Rewrite the lines, starting with the one that contains "target | bearskin hat" and running through the end of the records, with "lamp post" changed to "street lamp" and nothing else altered.

# # # # #

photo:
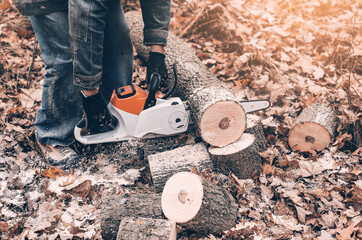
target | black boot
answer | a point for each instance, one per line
(98, 119)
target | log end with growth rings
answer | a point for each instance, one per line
(309, 137)
(223, 123)
(182, 197)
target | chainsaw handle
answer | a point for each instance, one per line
(155, 80)
(172, 86)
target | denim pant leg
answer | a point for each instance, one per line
(60, 108)
(101, 43)
(117, 52)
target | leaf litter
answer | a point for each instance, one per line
(294, 53)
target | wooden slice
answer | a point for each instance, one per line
(132, 228)
(197, 204)
(115, 208)
(241, 157)
(314, 129)
(165, 164)
(221, 124)
(214, 108)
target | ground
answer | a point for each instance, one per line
(294, 53)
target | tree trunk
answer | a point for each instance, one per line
(132, 228)
(115, 208)
(314, 129)
(165, 164)
(197, 204)
(255, 128)
(241, 157)
(215, 110)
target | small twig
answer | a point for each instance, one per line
(32, 62)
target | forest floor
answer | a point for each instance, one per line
(294, 53)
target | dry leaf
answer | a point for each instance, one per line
(4, 4)
(329, 219)
(309, 168)
(266, 193)
(68, 180)
(52, 172)
(345, 234)
(81, 190)
(302, 213)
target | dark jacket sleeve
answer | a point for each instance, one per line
(156, 17)
(40, 7)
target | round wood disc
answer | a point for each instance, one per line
(182, 197)
(223, 123)
(308, 137)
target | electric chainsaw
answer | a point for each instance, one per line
(149, 115)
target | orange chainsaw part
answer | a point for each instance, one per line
(133, 104)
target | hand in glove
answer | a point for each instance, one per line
(156, 63)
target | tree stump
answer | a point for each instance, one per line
(115, 208)
(197, 204)
(165, 164)
(255, 128)
(241, 157)
(220, 117)
(136, 228)
(314, 129)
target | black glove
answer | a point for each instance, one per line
(156, 63)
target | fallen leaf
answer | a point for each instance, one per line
(346, 233)
(81, 190)
(68, 180)
(309, 168)
(4, 227)
(266, 193)
(329, 219)
(302, 213)
(52, 172)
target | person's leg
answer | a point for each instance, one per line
(87, 21)
(118, 51)
(60, 108)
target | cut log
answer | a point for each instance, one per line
(165, 164)
(215, 110)
(314, 129)
(241, 157)
(115, 208)
(197, 204)
(255, 128)
(132, 228)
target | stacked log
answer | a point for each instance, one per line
(197, 204)
(241, 157)
(115, 208)
(255, 128)
(165, 164)
(132, 228)
(314, 129)
(220, 117)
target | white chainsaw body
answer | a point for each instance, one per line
(168, 117)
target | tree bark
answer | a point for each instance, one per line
(115, 208)
(215, 110)
(255, 128)
(197, 204)
(165, 164)
(241, 157)
(314, 129)
(132, 228)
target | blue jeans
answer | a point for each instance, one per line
(98, 50)
(61, 108)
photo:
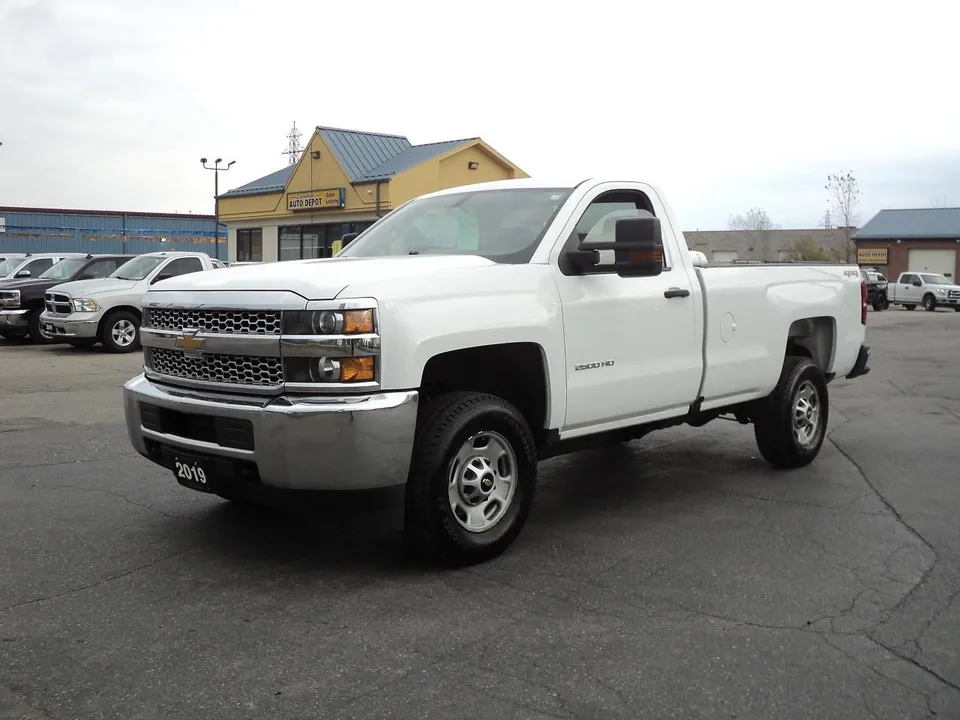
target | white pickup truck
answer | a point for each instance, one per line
(469, 334)
(931, 290)
(107, 310)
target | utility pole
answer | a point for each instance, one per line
(216, 199)
(293, 145)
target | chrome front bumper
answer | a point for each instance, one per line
(59, 326)
(298, 443)
(14, 319)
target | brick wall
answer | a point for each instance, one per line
(764, 246)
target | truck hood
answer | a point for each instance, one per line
(89, 288)
(320, 279)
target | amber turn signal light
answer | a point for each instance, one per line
(356, 369)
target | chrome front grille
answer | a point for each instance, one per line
(57, 303)
(246, 370)
(226, 322)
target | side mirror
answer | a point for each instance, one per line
(637, 248)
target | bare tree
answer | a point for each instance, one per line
(758, 227)
(754, 219)
(843, 201)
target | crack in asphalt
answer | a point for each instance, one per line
(105, 580)
(117, 495)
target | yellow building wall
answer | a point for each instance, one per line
(449, 171)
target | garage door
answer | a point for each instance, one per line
(938, 261)
(720, 256)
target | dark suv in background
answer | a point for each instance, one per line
(21, 301)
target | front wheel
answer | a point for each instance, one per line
(121, 332)
(791, 424)
(472, 478)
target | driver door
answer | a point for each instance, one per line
(633, 344)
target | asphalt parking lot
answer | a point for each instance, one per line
(677, 576)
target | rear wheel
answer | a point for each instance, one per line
(472, 478)
(120, 332)
(791, 423)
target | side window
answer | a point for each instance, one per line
(37, 266)
(98, 269)
(182, 266)
(598, 222)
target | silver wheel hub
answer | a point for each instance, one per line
(806, 413)
(482, 481)
(123, 333)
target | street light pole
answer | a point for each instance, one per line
(216, 200)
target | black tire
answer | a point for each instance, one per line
(444, 429)
(36, 334)
(109, 327)
(774, 422)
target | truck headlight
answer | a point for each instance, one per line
(343, 370)
(329, 322)
(85, 305)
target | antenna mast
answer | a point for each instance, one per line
(293, 145)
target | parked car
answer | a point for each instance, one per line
(30, 265)
(876, 289)
(21, 301)
(922, 288)
(107, 311)
(472, 332)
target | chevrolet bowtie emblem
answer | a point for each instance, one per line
(189, 343)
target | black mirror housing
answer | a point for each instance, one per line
(638, 248)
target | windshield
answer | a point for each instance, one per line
(504, 226)
(63, 269)
(136, 269)
(8, 266)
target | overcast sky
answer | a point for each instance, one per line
(109, 104)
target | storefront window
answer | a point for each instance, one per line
(250, 245)
(303, 242)
(289, 243)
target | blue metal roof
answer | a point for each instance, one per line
(918, 223)
(274, 182)
(360, 152)
(412, 156)
(364, 157)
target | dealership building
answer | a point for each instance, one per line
(922, 240)
(343, 181)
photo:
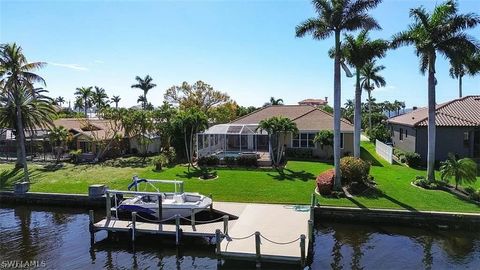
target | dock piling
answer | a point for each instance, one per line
(160, 210)
(108, 205)
(257, 248)
(134, 227)
(302, 250)
(225, 224)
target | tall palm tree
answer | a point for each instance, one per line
(99, 98)
(357, 52)
(369, 79)
(144, 84)
(441, 32)
(334, 17)
(85, 94)
(466, 64)
(17, 76)
(116, 99)
(59, 101)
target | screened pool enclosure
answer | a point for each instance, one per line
(232, 140)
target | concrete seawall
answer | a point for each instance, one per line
(450, 220)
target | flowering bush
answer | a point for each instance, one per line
(325, 182)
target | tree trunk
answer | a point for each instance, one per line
(460, 86)
(21, 139)
(431, 118)
(369, 109)
(337, 113)
(357, 116)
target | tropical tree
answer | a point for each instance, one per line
(145, 84)
(190, 122)
(59, 101)
(58, 136)
(275, 127)
(462, 170)
(441, 32)
(116, 100)
(369, 79)
(335, 17)
(99, 98)
(84, 98)
(17, 77)
(465, 64)
(357, 52)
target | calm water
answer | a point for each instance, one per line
(60, 238)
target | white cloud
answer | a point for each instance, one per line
(70, 66)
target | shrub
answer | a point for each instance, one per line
(354, 170)
(208, 161)
(247, 161)
(304, 153)
(325, 182)
(412, 159)
(230, 161)
(160, 161)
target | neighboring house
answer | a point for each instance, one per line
(458, 129)
(314, 102)
(242, 135)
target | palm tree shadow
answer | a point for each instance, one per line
(287, 174)
(374, 193)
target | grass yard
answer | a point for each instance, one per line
(294, 185)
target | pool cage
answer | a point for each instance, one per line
(232, 140)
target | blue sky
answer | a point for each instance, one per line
(245, 48)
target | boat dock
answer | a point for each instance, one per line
(261, 233)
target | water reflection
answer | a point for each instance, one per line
(60, 237)
(346, 246)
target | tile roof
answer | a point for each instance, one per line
(306, 117)
(460, 112)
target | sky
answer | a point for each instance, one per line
(247, 49)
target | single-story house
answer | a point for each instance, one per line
(243, 136)
(458, 129)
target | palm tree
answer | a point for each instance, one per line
(466, 64)
(464, 169)
(59, 101)
(17, 77)
(335, 16)
(369, 79)
(144, 84)
(58, 136)
(116, 99)
(99, 98)
(358, 51)
(84, 94)
(274, 101)
(442, 32)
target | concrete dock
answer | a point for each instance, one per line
(262, 232)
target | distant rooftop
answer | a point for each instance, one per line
(461, 112)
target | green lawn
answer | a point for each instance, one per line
(294, 185)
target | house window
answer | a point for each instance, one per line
(86, 147)
(303, 140)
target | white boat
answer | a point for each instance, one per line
(173, 203)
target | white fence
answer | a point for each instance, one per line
(385, 151)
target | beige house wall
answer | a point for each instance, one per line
(326, 151)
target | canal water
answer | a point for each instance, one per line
(58, 238)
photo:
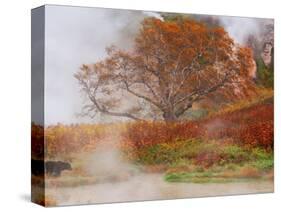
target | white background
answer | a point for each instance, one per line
(15, 103)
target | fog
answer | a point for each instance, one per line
(75, 36)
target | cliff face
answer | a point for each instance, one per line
(267, 45)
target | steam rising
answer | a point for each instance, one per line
(76, 36)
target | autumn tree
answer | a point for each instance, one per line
(172, 65)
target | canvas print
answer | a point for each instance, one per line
(134, 105)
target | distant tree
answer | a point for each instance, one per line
(172, 65)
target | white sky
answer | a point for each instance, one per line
(77, 35)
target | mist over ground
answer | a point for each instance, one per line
(76, 36)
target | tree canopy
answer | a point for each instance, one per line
(172, 65)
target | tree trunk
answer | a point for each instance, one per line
(169, 116)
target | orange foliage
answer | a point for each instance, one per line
(251, 127)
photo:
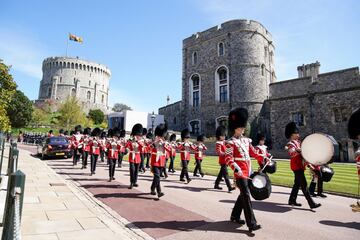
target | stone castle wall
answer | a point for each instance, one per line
(66, 76)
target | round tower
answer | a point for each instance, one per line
(227, 66)
(67, 76)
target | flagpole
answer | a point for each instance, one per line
(67, 44)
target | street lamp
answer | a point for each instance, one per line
(152, 121)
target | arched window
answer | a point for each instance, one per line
(221, 49)
(194, 127)
(195, 89)
(194, 58)
(263, 70)
(222, 84)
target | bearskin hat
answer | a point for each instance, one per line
(173, 137)
(96, 132)
(220, 131)
(87, 131)
(137, 129)
(354, 125)
(185, 133)
(200, 138)
(290, 129)
(161, 130)
(238, 118)
(122, 133)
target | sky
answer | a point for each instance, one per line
(141, 40)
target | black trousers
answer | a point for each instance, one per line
(320, 183)
(300, 182)
(223, 173)
(147, 155)
(184, 170)
(198, 167)
(134, 170)
(120, 158)
(171, 164)
(112, 164)
(85, 156)
(94, 159)
(243, 203)
(142, 157)
(156, 180)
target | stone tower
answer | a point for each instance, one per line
(226, 66)
(66, 76)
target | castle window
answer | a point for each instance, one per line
(221, 84)
(194, 58)
(298, 118)
(195, 90)
(221, 49)
(195, 127)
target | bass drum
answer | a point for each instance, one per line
(326, 173)
(259, 186)
(319, 149)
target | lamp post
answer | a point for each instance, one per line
(152, 121)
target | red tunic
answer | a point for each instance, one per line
(185, 148)
(296, 160)
(237, 155)
(199, 151)
(220, 150)
(134, 151)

# # # # #

__Response to the task__
target | bearskin hat
answer | a point for each instance, one per line
(173, 137)
(96, 132)
(220, 131)
(87, 131)
(137, 129)
(354, 125)
(185, 133)
(200, 138)
(290, 129)
(161, 130)
(238, 118)
(122, 133)
target | sky
answer | a point for each instance, one per line
(141, 40)
target | black trousers
answer | a point for each instance, one per line
(320, 183)
(300, 182)
(223, 173)
(147, 155)
(184, 170)
(198, 167)
(134, 170)
(120, 158)
(171, 164)
(112, 164)
(85, 156)
(94, 159)
(243, 203)
(142, 157)
(156, 180)
target | stone tower
answer | a point for each instance, one per line
(226, 66)
(66, 76)
target | castle window
answer | a point for each instance, one per line
(221, 84)
(194, 58)
(298, 118)
(195, 90)
(221, 49)
(195, 127)
target | bass drum
answer | a point for each instance, one per line
(326, 173)
(259, 186)
(319, 149)
target | street lamp
answer | a point for each instance, one per line
(152, 121)
target | red tunic
answer | a point for each instance, one per line
(185, 148)
(296, 160)
(237, 155)
(199, 151)
(220, 150)
(134, 151)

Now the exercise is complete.